• **What to work on**
Wherever the string "headlight" appears in the records, return the line that holds it.

Stored records
+ + + +

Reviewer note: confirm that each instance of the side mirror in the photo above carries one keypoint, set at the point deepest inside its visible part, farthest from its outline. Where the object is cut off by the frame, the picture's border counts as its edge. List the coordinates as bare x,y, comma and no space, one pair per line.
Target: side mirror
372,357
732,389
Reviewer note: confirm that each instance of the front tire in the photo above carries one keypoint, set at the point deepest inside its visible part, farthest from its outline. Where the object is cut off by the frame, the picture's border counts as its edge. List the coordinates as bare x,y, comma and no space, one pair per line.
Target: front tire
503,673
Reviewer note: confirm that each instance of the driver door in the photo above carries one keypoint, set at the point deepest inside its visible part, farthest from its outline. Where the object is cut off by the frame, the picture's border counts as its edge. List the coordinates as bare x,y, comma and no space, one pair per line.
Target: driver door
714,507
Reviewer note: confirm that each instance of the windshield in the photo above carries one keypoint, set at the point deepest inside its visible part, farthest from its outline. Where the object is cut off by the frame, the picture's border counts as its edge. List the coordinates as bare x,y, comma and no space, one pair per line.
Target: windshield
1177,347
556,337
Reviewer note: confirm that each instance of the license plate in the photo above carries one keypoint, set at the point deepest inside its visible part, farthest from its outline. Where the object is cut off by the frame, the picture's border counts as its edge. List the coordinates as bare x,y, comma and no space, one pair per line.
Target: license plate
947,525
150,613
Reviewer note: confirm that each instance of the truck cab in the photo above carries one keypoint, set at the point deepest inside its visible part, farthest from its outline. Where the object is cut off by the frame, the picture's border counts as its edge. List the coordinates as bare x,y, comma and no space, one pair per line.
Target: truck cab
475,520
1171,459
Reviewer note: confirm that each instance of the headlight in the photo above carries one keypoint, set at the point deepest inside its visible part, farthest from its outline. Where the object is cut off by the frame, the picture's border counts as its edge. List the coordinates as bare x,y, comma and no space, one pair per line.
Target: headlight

+ + + +

• **Response area**
Reviewer note: confirm that each instance of the headlight in the photo above carries one keypoint, set at the point deepest inside its visible part, farthest from its outline. Where the object is cut off by the frame, the picture's border counts as its edge. List the coordinates as bare x,y, comma and no space, one pair per line.
Target: headlight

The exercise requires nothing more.